• Excerpt:
= Betty Wagner Spandikow =

Betty Redmond Wagner Spandikow (September 27, 1923 – October 26, 2008) was a founder of the La Leche League International. She was a co-author of The Womanly Art of Breastfeeding, which has been translated into eight languages and Braille.

She was born in 1923 to a Roman Catholic family and raised in the Chicago area. She worked in accounting before starting her family.

The group had been fascinated by the importance placed on breastfeeding by early Spanish settlers in what is now the United States, who in 1598, dedicated a shrine to "Nuestra Senora de la Leche y Buen Parto" ("Our Lady of Happy Delivery and Plentiful Milk").

La Leche League International (LLLI), a breastfeeding support not-for-profit organization, now has groups in every U.S. state and in 64 nations. Spandikow was a member of the Board of Directors for the League, and at various times served as Treasurer, Business Manager, and Executive Director, a title she held for 19 years until she retired at the age of 70. She initiated "flex hours" and a family-friendly workplace in the 1960s.

• Work instructions:
1) In the Betty Wagner Spandikow biography, how long did she hold the title of Executive Director of the League?
2) In one to three sentences, explain what the Spandikow biography gives as evidence that early Spanish settlers placed importance on breastfeeding.
3) Resume the Betty Wagner Spandikow biography after its final sentence.

• Data supplied:

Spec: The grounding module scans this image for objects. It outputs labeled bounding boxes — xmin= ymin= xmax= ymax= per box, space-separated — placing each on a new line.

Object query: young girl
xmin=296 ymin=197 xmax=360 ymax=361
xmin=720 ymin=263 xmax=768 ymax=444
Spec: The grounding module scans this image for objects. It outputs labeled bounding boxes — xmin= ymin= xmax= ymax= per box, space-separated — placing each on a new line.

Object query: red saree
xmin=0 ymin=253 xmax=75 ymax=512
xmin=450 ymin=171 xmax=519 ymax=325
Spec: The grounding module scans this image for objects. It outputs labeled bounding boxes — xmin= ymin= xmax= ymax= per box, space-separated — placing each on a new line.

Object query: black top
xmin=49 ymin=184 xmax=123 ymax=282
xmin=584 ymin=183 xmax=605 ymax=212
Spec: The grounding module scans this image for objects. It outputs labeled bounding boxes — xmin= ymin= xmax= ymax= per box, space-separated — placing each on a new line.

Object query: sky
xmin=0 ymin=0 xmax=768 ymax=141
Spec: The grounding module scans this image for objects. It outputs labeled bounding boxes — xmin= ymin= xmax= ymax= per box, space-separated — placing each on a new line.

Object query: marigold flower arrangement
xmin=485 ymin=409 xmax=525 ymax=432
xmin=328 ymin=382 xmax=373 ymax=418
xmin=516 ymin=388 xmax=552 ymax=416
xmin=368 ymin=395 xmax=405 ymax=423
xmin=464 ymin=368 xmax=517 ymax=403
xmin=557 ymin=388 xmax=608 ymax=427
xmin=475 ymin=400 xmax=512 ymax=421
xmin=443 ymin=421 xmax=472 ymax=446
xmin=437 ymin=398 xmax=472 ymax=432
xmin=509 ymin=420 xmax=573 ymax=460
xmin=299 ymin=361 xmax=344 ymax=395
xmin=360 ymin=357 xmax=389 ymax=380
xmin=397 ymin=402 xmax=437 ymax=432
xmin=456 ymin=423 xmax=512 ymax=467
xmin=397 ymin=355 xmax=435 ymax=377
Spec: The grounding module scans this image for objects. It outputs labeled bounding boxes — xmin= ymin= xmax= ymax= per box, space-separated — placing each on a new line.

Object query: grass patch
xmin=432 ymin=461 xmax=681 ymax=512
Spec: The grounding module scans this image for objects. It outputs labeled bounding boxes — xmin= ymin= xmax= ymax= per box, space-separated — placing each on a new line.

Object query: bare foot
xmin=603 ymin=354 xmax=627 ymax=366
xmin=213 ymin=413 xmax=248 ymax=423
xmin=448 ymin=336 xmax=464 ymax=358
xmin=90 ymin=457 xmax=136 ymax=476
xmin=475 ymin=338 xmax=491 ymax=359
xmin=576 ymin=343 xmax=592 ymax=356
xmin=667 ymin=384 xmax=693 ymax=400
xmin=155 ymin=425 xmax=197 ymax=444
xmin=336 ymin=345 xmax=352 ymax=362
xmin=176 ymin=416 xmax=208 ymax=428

• Answers below:
1) She held it for 19 years, until she retired at age 70.

2) In 1598, early Spanish settlers in what is now the United States dedicated a shrine to "Nuestra Senora de la Leche y Buen Parto" ("Our Lady of Happy Delivery and Plentiful Milk"). The biography says this importance fascinated the group.

3)
The business hours at La Leche League International were flexible to facilitate new mothers spending more after-school time with their children.

==Family==
Her first husband, Robert Wagner, by whom she had seven children, died in 1975. She married secondly, to Paul Spandikow.

==Death==
Betty Wagner Spandikow had suffered a stroke and been dealing with Alzheimer's disease at the time of her death at the age of 85 on October 26, 2008.